WO2007067070A1 - A tuneable diffraction grating (tdg) optical chip comprising a fork like structural embodiment of electrodes - Google Patents

Abstract

The present invention is related to Tunable Diffraction Grating (TDG) optical chips providing reduced or eliminated light scattering artifacts. According to the present invention, such artifacts can be reduced or eliminated by introducing a fork like structural embodiment of electrodes. According to another aspect of the present invention, a conducting material arranged in between said electrodes will also due to physical properties of said applied material eliminate contributions to scattering artifacts from charges and height differences between said electrodes and said modulating surface of said gel.

Description

A Tuneable Diffraction Grating (TDG) optical chip comprising a fork like structural embodiment of electrodes.

The present invention is generally related to Tuneable Diffraction Grating optical chips, and especially to Tuneable Diffraction Grating optical chips comprising a fork like structural embodiment of electrodes reducing scattering artefacts according to the independent claim 1.

An example of a typical Tuneable Diffraction Grating (TDG) optical chip is disclosed in US 6,897,995. This TDG chip is used in a telecom application, but as known to a person skilled in the art, the TDG chip design providing diffraction of light maybe used in a variety of applications, including, but not limited to, such applications as light valve applications and line scanning projection display systems. Figure 1 illustrates a TDG chip used in a telecom application, while figure 2 illustrates an example of a line scanning proj ection display system.

_Written instruction 1_: Write out the records again from the line containing "black mesh pouch -> outline every instance" down to the end of the records, requests included, and shift every coordinate in the answers by adding 48 to each number.
The patent text on tunable diffraction grating chips has no connection to the records.

_Records provided_:

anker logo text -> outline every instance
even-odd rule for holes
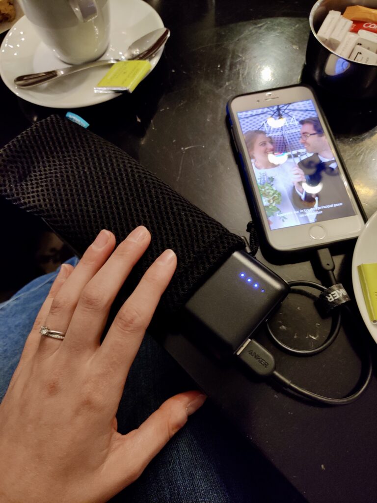
[[[250,351],[248,351],[247,352],[250,356],[254,357],[255,360],[257,360],[261,365],[262,365],[263,367],[265,367],[266,368],[267,368],[268,366],[268,362],[266,362],[264,358],[262,358],[260,355],[258,355],[255,351],[253,351],[251,350]]]

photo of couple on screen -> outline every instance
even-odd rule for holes
[[[311,100],[238,115],[271,230],[355,214]]]

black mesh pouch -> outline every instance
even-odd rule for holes
[[[38,122],[1,150],[0,194],[43,218],[79,257],[101,229],[112,231],[119,243],[145,225],[151,243],[122,296],[171,248],[178,266],[160,303],[169,311],[244,246],[123,150],[58,116]]]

_Written instruction 2_: Continue the patent text on tunable diffraction grating chips from the point where it stops.

_Task response 1_:
black mesh pouch -> outline every instance
even-odd rule for holes
[[[86,170],[49,198],[48,242],[91,266],[127,305],[149,277],[160,279],[167,291],[193,273],[199,291],[170,344],[219,296],[226,314],[208,351],[217,359],[292,294],[171,198],[106,164]]]

_Task response 2_:
The interest in light modulators are generally increasing due to the need of enhanced optical communication solutions in telecom, but also due to increased demand of more reliable and better performing components, higher resolution in display applications (High Definition Television etc.), more generally stated - more versatile optical components and systems.

Such increased demand on the performance the TDG technology increases the demand on the optical characteristics of the component. One area of special importance is to reduce or avoid inaccuracies or errors in the light scattering process itself. Such errors are manifesting itself as artefacts in the output light from the optical component which implies that parameters such as light efficiency etc. are not optimal in the design of the component. More seriously is that such artefacts may result in unintended or unwanted scattering of light which may lead to errors in operation of the optical component. Therefore there is a need for Tuneable Diffraction Grating (TDG) optical chips that provide reduced scattering artefacts.

Different embodiments of the TDG chip itself can be imagined, both as exemplified by US 6,897,995 (detailed in Fig 3) and also with a gel or polymer material with acceptable conductivity that eliminates the need for an optically transparent electrode layer between the gel (or polymer) and the prism. A conductive layer or metal film on the surface of the flexible gel material on the side that turns away from the prism and electrically connected to the desired voltage will also eliminate the need for this electrode layer. The substrate in Fig 3 can be silicon or glass. In the latter case, the additional insulating layer is not necessarily needed.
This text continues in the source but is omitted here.